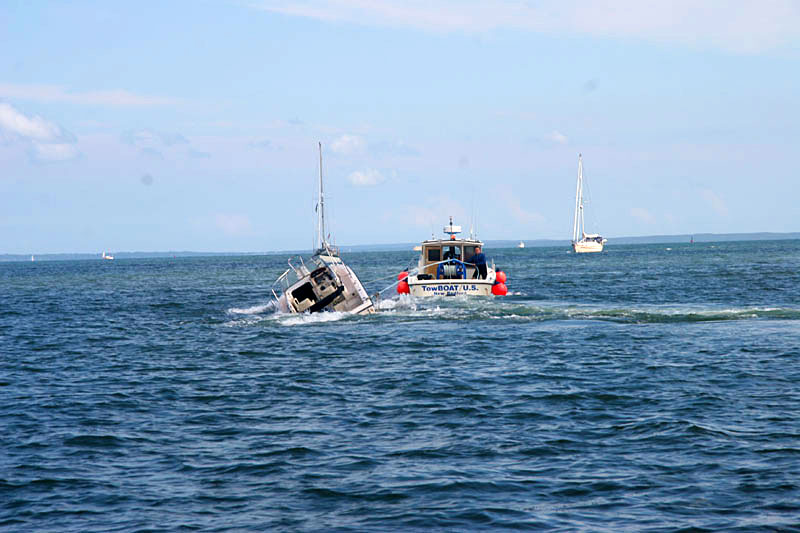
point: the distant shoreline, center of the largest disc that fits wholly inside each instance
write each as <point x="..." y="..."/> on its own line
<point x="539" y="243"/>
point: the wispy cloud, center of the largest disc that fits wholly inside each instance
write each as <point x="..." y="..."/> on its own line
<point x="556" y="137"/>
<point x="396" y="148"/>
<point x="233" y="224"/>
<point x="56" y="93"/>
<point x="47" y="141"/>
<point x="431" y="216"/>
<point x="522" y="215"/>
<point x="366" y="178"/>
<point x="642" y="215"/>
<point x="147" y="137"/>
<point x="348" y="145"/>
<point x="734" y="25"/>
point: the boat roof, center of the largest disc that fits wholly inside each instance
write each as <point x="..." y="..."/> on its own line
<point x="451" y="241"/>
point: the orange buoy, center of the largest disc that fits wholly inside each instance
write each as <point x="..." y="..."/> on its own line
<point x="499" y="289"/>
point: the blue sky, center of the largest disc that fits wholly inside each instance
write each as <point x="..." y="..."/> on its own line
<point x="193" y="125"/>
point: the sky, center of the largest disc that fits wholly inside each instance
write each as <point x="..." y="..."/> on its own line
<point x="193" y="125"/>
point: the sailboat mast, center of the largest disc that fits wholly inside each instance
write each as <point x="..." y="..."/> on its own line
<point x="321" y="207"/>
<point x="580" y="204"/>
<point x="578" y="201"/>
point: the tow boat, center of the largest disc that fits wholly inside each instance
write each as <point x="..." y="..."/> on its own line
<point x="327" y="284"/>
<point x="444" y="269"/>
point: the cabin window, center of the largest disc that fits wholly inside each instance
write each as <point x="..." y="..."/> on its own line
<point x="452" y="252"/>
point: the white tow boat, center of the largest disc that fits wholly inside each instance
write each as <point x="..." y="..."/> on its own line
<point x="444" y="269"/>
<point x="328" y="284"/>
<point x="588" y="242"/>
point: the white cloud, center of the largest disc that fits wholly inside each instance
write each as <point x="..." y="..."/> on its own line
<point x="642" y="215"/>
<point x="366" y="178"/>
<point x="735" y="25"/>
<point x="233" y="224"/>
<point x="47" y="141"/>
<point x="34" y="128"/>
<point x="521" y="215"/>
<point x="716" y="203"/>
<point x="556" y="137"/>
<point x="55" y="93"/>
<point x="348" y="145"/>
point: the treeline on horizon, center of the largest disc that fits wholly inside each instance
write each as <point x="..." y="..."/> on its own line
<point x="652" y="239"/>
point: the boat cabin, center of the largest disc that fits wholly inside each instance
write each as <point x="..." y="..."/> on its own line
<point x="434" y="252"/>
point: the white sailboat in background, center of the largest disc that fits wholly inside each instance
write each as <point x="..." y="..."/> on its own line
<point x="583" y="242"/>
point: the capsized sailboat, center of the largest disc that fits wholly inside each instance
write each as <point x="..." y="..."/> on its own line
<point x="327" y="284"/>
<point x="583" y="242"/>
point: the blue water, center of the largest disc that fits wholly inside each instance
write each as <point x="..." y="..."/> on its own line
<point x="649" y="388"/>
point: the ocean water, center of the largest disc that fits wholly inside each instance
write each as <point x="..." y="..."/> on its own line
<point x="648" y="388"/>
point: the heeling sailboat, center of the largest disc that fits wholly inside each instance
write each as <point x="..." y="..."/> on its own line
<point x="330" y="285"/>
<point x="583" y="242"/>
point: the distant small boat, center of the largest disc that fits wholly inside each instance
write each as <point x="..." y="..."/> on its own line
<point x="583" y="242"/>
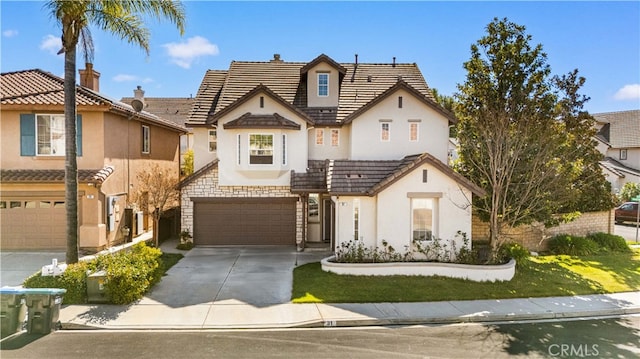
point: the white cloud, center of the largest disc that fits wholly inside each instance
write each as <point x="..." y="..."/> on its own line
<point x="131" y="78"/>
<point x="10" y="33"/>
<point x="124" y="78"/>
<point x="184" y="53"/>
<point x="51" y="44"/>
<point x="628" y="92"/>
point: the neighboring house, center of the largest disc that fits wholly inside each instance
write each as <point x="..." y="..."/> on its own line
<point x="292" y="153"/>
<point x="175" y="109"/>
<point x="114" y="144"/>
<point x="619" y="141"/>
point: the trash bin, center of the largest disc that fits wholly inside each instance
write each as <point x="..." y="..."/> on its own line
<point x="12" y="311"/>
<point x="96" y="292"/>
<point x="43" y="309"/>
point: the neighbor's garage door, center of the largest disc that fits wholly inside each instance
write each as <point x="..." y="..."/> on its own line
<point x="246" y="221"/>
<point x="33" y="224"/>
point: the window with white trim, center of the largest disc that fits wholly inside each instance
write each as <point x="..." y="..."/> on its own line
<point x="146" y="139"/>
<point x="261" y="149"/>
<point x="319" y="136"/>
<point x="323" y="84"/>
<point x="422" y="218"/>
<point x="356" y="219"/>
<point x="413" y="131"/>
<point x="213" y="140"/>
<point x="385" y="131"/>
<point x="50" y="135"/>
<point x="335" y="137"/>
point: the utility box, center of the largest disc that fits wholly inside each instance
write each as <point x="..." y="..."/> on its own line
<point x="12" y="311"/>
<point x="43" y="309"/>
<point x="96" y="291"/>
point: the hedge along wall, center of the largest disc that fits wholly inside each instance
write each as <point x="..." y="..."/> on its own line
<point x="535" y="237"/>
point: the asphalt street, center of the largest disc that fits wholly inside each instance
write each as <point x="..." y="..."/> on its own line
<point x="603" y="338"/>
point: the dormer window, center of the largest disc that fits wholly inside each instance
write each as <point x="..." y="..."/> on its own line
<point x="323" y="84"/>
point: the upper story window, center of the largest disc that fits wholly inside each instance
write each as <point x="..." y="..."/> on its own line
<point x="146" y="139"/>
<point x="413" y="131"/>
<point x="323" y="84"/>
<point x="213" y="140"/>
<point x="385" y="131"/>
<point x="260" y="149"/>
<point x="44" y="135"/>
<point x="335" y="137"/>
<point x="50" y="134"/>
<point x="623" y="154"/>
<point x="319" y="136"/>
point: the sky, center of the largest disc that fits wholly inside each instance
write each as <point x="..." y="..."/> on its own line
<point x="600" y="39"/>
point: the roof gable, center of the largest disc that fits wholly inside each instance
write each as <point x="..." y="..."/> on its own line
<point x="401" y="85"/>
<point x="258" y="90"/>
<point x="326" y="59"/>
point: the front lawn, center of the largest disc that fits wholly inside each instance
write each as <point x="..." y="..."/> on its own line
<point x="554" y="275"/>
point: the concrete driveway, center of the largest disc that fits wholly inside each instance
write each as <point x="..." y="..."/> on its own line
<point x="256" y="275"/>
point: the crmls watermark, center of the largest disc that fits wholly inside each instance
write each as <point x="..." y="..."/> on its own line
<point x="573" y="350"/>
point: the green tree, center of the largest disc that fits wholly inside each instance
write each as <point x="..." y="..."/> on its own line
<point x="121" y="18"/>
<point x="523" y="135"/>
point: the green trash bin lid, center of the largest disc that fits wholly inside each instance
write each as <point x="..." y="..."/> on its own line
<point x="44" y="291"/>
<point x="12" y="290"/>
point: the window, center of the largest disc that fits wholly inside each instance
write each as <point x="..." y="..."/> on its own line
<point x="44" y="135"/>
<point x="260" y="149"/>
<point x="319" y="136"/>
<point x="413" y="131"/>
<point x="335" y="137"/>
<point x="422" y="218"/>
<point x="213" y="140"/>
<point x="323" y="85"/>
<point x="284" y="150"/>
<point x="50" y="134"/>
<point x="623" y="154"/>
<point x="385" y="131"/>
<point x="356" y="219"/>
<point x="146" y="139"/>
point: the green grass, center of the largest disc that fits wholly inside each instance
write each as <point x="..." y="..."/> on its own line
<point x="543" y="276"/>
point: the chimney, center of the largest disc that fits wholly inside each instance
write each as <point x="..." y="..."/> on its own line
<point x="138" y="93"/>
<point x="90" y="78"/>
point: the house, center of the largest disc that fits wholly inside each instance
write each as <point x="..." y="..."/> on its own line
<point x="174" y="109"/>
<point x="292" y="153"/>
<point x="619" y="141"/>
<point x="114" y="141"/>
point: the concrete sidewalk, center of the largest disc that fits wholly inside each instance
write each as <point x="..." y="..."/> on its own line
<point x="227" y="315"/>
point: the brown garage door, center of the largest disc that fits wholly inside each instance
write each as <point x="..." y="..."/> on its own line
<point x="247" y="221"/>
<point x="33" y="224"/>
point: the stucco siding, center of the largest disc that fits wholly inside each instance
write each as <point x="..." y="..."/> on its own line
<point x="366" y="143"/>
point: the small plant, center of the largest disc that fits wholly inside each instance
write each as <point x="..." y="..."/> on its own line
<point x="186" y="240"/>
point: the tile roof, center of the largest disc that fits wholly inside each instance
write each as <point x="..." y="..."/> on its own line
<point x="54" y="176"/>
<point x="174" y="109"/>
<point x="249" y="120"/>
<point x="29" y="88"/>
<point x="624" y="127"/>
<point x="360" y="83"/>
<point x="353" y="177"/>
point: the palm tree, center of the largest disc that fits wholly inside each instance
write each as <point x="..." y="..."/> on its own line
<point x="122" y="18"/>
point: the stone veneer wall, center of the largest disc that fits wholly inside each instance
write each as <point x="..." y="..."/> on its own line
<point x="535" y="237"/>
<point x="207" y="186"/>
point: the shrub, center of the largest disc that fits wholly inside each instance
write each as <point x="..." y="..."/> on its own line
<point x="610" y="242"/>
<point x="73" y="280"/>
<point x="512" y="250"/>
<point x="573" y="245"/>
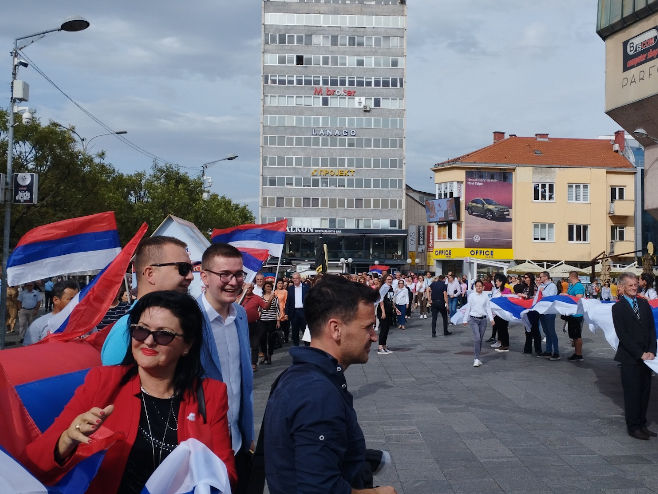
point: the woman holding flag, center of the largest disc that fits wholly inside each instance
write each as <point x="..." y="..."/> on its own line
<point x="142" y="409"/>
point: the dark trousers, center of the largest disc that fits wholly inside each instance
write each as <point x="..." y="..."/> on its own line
____
TASK ITEM: From the records above, copy exactly the stretch from the line holding "point: the capsized" through the line holding "point: the window with", both ends included, without the pictures.

EXERCISE ANSWER:
point: the capsized sailboat, center of the largest disc that fits wholly inside each instance
write each as <point x="..." y="..."/> on its own line
<point x="327" y="284"/>
<point x="583" y="242"/>
point: the blue water, center of the largest disc that fits wholly inside each instance
write each as <point x="..." y="..."/> on its own line
<point x="649" y="388"/>
point: the ocean water, center of the largest disc that fits wholly inside each instance
write each as <point x="..." y="..."/> on its own line
<point x="648" y="388"/>
point: the heeling sailboat, center of the largest disc that fits wholly inside each instance
write each as <point x="..." y="..."/> on its own line
<point x="330" y="285"/>
<point x="583" y="242"/>
point: the distant small boat, center of the largest disc that fits wholly inside each instance
write each as <point x="..." y="..."/> on its own line
<point x="583" y="242"/>
point: the white cloud, center of the largest disc that fits wholly inside each instance
write each as <point x="..." y="..."/> on its own line
<point x="131" y="78"/>
<point x="10" y="33"/>
<point x="124" y="78"/>
<point x="184" y="53"/>
<point x="51" y="44"/>
<point x="628" y="92"/>
point: the neighboring house, center of the largest disc that fits wholly inside each instance
write each as <point x="..." y="..."/> on its own line
<point x="292" y="153"/>
<point x="175" y="109"/>
<point x="114" y="144"/>
<point x="619" y="141"/>
point: the trash bin, center of the largest disc that fits wholly inside each instance
write each as <point x="..." y="..."/> on its own line
<point x="12" y="311"/>
<point x="96" y="292"/>
<point x="43" y="309"/>
point: the neighbor's garage door, center of the largest disc that fits wholly inside each instance
write each as <point x="..." y="..."/> on its own line
<point x="246" y="221"/>
<point x="33" y="224"/>
point: the window with white trim, center of the largest disc that fits wholly inside each instance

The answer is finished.